++++ Brano riportato ++++
Pietroburgo
Adelphi
Edizioni, 2014
pp. 384
euro 22
Questo è un romanzo che vermina dalle
brume della Pietrogrado del 1905, alias Pietroburgo, futura Leningrado ed ora,
ai giorni nostri, nuovamente San Pietroburgo. Una storia marcia e virata al “giallo-verde acido dei palazzi sulle
prospettive”, dove Andrej Belyj, “il
più razionale degli scrittori surrealisti russi”, mette in piedi il suo
personale Puppentheater. E' una sorta di balletto meccanico à la Léger, in cui un figlio, Nikolaj Apollonovič,
giovane fatuo imbevuto di idealismo kantiano e torbidi sogni rivoluzionari, ed
un padre, Apollon Apollonovič, idolo meschino e abietto della burocrazia
imperiale, si perdono tra le nebbie di Pietroburgo, espressione di forze
opposte della tangibile elettricità che scorre tra le isole e le vie sudice,
fino poi ad incontrarsi/scontrarsi in
una tenzone che non ha nulla di epico ma tutto di tragicomico, con un fondale
di parricidio che ha perduto ormai
ogni nobiltà, anche oscura, dei tempi andati.
++++
▶ Compito scritto
Per ciascuna affermazione indica se concorda con il brano riportato sopra, rispondendo sì o no e citando tra virgolette le parole del brano che lo decidono.
(a) Il romanzo si svolge nella Pietrogrado del 1905.
(b) Apollon Apollonovič è il giovane imbevuto di idealismo kantiano.
(c) Lo scontro tra padre e figlio ha un carattere epico.
++++ Materiale fornito ++++
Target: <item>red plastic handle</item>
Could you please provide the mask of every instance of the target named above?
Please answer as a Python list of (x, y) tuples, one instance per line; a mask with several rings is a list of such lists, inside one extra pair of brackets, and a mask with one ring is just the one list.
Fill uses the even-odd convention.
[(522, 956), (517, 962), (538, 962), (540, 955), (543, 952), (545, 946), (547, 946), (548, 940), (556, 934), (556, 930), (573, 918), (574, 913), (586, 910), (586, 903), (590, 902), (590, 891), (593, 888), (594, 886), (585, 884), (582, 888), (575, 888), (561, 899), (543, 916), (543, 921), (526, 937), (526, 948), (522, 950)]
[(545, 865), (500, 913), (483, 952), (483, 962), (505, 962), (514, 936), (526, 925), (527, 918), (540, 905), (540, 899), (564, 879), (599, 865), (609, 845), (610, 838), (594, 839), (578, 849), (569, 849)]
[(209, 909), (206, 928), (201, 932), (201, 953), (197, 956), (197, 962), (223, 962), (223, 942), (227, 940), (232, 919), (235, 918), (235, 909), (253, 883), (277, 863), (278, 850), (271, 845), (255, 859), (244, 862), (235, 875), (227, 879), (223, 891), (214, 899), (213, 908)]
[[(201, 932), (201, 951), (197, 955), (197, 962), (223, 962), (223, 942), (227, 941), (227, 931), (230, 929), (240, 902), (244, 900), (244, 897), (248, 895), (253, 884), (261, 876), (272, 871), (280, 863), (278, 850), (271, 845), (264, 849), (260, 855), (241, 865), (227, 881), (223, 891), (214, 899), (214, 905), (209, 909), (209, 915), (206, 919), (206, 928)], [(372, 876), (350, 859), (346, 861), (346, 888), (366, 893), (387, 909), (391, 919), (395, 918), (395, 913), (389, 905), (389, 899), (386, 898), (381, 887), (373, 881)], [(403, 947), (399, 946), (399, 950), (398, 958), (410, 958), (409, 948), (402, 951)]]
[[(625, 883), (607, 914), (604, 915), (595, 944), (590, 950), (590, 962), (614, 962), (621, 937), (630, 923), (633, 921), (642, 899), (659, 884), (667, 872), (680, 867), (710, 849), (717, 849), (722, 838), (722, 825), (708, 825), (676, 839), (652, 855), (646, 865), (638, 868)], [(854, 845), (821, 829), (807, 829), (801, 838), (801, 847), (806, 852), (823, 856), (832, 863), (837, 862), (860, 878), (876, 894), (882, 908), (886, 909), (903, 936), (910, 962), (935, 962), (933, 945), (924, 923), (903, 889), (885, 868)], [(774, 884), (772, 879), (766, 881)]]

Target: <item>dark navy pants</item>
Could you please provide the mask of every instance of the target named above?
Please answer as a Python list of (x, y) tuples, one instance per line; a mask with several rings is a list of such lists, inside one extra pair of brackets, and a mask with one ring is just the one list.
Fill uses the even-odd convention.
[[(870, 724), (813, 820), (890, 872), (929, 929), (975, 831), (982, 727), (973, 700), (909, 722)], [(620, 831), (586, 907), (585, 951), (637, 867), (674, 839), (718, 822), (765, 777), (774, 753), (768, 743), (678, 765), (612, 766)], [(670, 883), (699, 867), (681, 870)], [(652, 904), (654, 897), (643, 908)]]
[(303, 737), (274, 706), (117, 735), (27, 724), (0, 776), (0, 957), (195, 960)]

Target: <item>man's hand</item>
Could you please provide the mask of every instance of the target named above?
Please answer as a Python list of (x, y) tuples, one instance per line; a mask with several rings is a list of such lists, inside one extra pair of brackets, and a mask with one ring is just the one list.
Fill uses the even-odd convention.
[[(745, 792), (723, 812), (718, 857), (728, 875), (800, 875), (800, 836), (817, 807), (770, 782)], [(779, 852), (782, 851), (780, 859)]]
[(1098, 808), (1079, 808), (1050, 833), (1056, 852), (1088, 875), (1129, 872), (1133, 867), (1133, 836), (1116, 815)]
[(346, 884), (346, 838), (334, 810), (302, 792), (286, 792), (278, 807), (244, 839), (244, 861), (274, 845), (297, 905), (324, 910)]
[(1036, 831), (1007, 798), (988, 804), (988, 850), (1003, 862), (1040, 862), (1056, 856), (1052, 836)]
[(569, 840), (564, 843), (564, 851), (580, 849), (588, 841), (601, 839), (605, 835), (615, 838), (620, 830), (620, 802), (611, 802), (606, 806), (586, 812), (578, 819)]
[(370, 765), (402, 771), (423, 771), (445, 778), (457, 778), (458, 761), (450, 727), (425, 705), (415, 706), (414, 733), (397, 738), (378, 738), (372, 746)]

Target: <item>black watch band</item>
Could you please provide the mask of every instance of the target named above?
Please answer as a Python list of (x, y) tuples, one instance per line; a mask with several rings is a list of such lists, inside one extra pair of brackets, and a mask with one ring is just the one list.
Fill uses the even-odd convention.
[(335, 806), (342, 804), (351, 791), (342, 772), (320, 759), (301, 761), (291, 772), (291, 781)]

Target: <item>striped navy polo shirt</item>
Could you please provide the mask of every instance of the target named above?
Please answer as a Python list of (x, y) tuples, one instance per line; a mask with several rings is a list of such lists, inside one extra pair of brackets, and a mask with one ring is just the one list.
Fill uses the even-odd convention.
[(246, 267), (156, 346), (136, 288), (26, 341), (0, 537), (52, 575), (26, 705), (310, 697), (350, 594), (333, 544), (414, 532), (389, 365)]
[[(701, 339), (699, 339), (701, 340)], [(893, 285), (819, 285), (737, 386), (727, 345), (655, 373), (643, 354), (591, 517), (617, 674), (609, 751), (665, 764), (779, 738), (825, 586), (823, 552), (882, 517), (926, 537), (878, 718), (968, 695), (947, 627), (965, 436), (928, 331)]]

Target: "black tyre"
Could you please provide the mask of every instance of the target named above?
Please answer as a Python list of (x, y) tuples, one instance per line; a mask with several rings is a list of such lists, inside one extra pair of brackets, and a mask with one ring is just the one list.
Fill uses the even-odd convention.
++++
▶ Risultato dell'esercizio
(a) Sì: "dalle brume della Pietrogrado del 1905".
(b) No: "un padre, Apollon Apollonovič, idolo meschino e abietto della burocrazia imperiale".
(c) No: "una tenzone che non ha nulla di epico ma tutto di tragicomico".